▶ **DIRECTIVE**: Recast the records below, from the very first line down through the line containing "608, 230, 742, 324", as a JSON list of strings with one string per line, skipping any blank lines.
===== GIVEN DATA
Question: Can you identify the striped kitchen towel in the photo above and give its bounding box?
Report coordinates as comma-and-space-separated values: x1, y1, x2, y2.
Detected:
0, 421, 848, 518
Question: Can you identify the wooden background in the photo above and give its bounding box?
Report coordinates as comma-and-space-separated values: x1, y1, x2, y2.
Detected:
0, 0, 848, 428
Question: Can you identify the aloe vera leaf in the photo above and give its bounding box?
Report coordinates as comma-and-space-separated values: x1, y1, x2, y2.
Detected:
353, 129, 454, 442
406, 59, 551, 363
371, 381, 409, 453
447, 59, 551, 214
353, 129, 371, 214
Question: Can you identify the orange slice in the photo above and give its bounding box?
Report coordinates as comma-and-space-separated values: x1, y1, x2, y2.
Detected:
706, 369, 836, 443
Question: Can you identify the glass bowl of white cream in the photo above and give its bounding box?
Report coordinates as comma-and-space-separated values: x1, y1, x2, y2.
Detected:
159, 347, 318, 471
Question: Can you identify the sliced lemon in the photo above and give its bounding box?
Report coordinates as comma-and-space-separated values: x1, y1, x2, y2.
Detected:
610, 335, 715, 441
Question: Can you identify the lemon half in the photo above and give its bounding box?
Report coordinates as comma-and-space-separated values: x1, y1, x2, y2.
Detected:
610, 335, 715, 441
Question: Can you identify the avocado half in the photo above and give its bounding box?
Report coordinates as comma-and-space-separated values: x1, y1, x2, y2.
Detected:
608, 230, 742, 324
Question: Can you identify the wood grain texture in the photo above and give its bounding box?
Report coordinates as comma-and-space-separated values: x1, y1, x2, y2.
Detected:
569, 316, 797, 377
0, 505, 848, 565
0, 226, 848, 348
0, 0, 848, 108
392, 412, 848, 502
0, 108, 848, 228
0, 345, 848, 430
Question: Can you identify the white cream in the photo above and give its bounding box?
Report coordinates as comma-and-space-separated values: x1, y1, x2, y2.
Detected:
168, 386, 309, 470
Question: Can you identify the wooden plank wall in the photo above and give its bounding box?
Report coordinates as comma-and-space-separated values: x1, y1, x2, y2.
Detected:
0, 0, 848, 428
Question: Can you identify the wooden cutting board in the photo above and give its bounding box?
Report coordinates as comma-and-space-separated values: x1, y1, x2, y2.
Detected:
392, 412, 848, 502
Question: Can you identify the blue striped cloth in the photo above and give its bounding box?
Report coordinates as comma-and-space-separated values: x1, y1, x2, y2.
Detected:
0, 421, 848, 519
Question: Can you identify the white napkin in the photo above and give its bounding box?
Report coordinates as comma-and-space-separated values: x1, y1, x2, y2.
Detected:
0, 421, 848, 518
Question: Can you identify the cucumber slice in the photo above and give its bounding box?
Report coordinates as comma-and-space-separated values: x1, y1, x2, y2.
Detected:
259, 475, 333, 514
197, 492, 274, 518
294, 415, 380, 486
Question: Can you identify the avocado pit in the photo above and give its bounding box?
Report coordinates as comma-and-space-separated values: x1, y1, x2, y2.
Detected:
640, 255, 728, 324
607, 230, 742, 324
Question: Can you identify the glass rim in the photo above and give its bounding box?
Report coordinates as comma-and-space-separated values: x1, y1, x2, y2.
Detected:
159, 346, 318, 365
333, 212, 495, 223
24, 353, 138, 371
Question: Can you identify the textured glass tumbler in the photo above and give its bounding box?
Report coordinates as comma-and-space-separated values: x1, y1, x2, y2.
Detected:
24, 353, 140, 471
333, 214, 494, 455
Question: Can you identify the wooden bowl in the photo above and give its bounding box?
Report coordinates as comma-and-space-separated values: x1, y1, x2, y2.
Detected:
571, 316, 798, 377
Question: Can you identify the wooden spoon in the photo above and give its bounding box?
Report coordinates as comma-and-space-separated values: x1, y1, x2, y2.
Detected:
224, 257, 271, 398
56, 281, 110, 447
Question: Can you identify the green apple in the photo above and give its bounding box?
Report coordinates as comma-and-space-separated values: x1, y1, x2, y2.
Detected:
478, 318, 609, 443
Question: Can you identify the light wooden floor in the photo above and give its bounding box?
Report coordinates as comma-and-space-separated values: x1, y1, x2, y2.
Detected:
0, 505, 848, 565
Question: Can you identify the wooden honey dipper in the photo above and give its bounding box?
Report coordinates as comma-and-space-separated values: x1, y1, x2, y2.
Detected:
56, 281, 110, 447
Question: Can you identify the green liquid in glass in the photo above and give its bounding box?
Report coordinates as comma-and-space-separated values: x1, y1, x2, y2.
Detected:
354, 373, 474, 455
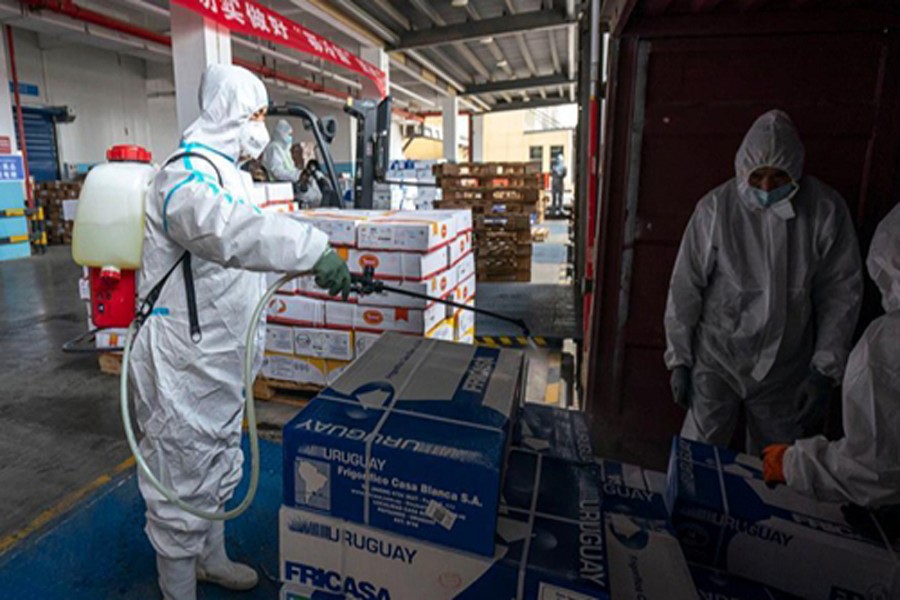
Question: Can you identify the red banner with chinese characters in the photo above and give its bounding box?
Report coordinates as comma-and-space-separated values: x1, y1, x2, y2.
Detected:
172, 0, 385, 97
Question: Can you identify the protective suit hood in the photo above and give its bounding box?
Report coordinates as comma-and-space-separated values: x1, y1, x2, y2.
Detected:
734, 110, 804, 210
866, 206, 900, 312
183, 65, 269, 161
272, 119, 294, 150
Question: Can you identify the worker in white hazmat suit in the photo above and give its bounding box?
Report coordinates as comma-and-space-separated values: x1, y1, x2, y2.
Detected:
665, 111, 862, 453
260, 119, 302, 183
131, 65, 350, 600
764, 206, 900, 509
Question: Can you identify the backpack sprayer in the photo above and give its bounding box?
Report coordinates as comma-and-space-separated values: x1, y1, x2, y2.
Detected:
63, 146, 530, 521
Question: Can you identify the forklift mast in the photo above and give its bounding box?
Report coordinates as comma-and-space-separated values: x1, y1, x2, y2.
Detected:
344, 96, 391, 209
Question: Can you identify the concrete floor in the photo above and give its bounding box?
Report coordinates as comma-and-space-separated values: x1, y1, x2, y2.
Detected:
0, 221, 566, 548
0, 247, 129, 538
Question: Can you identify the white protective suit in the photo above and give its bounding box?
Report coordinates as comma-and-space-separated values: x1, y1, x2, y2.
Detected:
784, 206, 900, 508
260, 119, 300, 183
131, 65, 328, 559
665, 111, 862, 453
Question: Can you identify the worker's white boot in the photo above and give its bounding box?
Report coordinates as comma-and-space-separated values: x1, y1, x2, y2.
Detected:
156, 554, 197, 600
197, 521, 259, 591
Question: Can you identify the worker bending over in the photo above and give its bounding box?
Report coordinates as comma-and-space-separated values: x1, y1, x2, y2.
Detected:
665, 111, 862, 453
260, 119, 302, 183
764, 206, 900, 516
131, 65, 350, 600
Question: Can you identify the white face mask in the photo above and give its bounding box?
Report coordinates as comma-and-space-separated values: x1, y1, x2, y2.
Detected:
240, 121, 269, 159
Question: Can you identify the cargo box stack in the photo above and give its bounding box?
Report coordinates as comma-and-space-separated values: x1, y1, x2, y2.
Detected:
34, 181, 81, 245
667, 437, 900, 599
261, 210, 475, 393
279, 334, 697, 600
373, 160, 441, 210
434, 162, 542, 281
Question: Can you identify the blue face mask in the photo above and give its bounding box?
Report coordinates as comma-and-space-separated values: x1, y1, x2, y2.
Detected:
750, 183, 796, 208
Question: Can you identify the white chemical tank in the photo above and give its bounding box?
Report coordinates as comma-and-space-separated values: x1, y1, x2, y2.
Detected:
72, 145, 156, 270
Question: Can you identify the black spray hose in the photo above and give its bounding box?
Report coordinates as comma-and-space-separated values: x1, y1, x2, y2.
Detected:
351, 267, 531, 337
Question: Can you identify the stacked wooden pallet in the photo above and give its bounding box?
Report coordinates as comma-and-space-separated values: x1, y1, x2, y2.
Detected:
434, 162, 541, 281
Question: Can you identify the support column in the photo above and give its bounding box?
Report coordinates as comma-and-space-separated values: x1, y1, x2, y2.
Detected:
441, 96, 459, 162
469, 115, 484, 162
171, 2, 231, 131
359, 46, 391, 98
0, 27, 19, 154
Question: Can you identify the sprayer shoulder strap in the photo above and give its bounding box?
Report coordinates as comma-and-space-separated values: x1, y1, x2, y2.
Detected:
138, 151, 224, 343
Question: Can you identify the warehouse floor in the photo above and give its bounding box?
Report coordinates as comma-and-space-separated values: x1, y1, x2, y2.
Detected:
0, 221, 574, 564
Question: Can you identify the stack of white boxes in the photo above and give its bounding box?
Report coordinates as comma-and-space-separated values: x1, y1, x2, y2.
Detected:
373, 160, 441, 210
262, 210, 475, 386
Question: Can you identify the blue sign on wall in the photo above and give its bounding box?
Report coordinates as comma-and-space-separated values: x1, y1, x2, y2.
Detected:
0, 156, 25, 181
9, 81, 41, 96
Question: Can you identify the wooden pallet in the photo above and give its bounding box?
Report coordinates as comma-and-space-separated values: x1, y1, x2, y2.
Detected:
437, 173, 544, 189
98, 352, 122, 375
432, 161, 541, 177
253, 376, 323, 406
441, 186, 541, 204
438, 199, 539, 215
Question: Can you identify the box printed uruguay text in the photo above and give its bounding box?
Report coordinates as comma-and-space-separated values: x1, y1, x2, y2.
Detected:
667, 437, 900, 600
284, 334, 525, 556
279, 450, 698, 600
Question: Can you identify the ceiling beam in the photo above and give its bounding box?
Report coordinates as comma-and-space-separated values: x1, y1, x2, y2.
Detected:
491, 97, 569, 112
392, 10, 574, 50
463, 73, 572, 96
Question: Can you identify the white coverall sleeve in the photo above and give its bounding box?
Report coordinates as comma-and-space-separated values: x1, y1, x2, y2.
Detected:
262, 142, 300, 183
163, 176, 328, 273
665, 197, 715, 369
784, 323, 900, 508
810, 199, 863, 382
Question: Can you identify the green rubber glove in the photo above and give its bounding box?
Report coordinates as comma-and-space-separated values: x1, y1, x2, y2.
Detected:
313, 246, 350, 300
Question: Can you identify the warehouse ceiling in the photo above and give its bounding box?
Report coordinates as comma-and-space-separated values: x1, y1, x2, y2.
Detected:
0, 0, 580, 113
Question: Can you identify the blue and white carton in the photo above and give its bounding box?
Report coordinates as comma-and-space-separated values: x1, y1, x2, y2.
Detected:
691, 565, 800, 600
284, 334, 525, 556
667, 437, 900, 600
280, 450, 697, 600
513, 402, 594, 462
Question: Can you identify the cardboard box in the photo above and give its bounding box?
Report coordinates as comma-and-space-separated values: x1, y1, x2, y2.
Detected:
447, 298, 475, 338
325, 302, 446, 335
425, 319, 455, 342
292, 327, 354, 361
353, 331, 381, 358
453, 329, 475, 344
347, 247, 450, 280
357, 211, 456, 252
279, 456, 698, 600
293, 209, 374, 247
266, 182, 294, 203
94, 329, 128, 348
62, 200, 78, 221
267, 294, 325, 325
266, 273, 297, 294
360, 269, 456, 309
260, 353, 350, 387
266, 323, 294, 354
78, 277, 91, 302
512, 402, 594, 462
284, 334, 524, 556
456, 252, 475, 288
690, 565, 800, 600
449, 231, 475, 264
250, 183, 269, 206
668, 437, 900, 599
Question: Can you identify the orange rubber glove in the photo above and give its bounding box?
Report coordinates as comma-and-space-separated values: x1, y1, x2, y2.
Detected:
763, 444, 791, 483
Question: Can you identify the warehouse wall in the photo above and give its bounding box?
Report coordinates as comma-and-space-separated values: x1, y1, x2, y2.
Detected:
15, 29, 150, 171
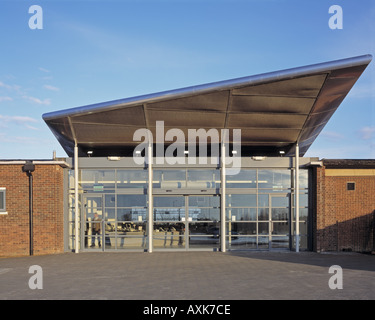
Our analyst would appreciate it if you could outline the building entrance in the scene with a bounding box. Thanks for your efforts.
[153,195,220,250]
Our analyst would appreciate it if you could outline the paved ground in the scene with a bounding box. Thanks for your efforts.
[0,252,375,300]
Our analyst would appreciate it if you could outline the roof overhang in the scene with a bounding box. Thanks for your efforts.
[43,55,372,156]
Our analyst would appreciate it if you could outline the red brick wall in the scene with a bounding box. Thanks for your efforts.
[314,167,375,252]
[0,164,64,257]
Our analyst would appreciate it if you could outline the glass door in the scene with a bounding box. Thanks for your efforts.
[269,194,290,249]
[153,195,220,250]
[82,195,103,250]
[152,196,187,249]
[186,195,220,250]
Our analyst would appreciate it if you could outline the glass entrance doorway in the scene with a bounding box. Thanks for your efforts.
[81,194,147,251]
[226,193,291,250]
[153,195,220,250]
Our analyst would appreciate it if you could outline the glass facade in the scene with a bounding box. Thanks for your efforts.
[68,161,309,251]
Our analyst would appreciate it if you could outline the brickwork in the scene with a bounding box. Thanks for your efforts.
[314,167,375,252]
[0,164,64,257]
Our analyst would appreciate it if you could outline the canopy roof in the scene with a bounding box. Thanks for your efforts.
[43,55,372,156]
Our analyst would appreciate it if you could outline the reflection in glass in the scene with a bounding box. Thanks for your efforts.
[271,208,289,221]
[226,208,257,221]
[226,169,256,188]
[272,222,289,235]
[258,222,269,234]
[80,170,116,193]
[227,222,257,235]
[258,208,269,220]
[226,194,258,207]
[258,169,291,189]
[226,236,257,250]
[117,170,148,188]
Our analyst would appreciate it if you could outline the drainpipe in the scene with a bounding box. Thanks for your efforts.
[22,161,35,256]
[220,138,231,252]
[74,142,80,253]
[294,143,300,252]
[147,139,154,253]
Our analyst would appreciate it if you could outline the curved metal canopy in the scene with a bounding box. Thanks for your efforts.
[43,55,372,156]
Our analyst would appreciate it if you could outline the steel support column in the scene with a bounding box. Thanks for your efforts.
[220,139,226,252]
[74,143,80,253]
[147,142,154,253]
[294,143,300,252]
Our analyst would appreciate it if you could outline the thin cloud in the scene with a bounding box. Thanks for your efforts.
[39,67,50,73]
[43,84,60,91]
[0,114,39,130]
[0,97,13,102]
[23,96,51,106]
[0,114,38,124]
[320,131,345,141]
[359,126,375,140]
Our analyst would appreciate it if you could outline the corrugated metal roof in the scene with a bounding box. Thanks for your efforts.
[43,55,372,156]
==========
▶ **TASK SOLUTION**:
[
  "Question: Can you identify the striped kitchen towel in the photo above and give its bounding box?",
  "Report coordinates as comma-and-space-separated values: x1, y1, x2, y2.",
  "Detected:",
  "0, 421, 848, 518",
  "Question: Can you identify the wooden background in the photo above and give its bounding box?",
  "Report coordinates as comma-and-space-separated values: x1, y1, x2, y2.",
  "Detected:",
  "0, 0, 848, 428",
  "Question: Can you identify the aloe vera leaf in the photo above and give its bounding box?",
  "Report coordinates as comma-and-space-separated values: x1, y1, x2, y2.",
  "Detected:",
  "353, 129, 454, 442",
  "406, 59, 551, 363",
  "371, 381, 409, 453",
  "447, 59, 551, 214",
  "353, 129, 371, 214",
  "Question: Can you identify the orange slice in the photo above and give its bounding box?",
  "Report coordinates as comma-and-space-separated values: x1, y1, x2, y2.",
  "Detected:",
  "706, 369, 836, 443",
  "Question: Can you identify the glass bowl of white cream in the photo above and give its bounding box?",
  "Report coordinates as comma-and-space-separated values: x1, y1, x2, y2.",
  "Detected:",
  "159, 347, 318, 471",
  "Question: Can you identify the sliced lemon in the photo above and give its bounding box?",
  "Report coordinates as comma-and-space-separated values: x1, y1, x2, y2.",
  "Detected:",
  "610, 335, 715, 441",
  "Question: Can you identify the lemon half in the photo above and give its bounding box?",
  "Report coordinates as comma-and-space-separated values: x1, y1, x2, y2.",
  "Detected:",
  "610, 335, 715, 441",
  "Question: Can you identify the avocado half in the photo above and give its bounding box?",
  "Report coordinates as comma-and-space-separated values: x1, y1, x2, y2.",
  "Detected:",
  "608, 230, 742, 324"
]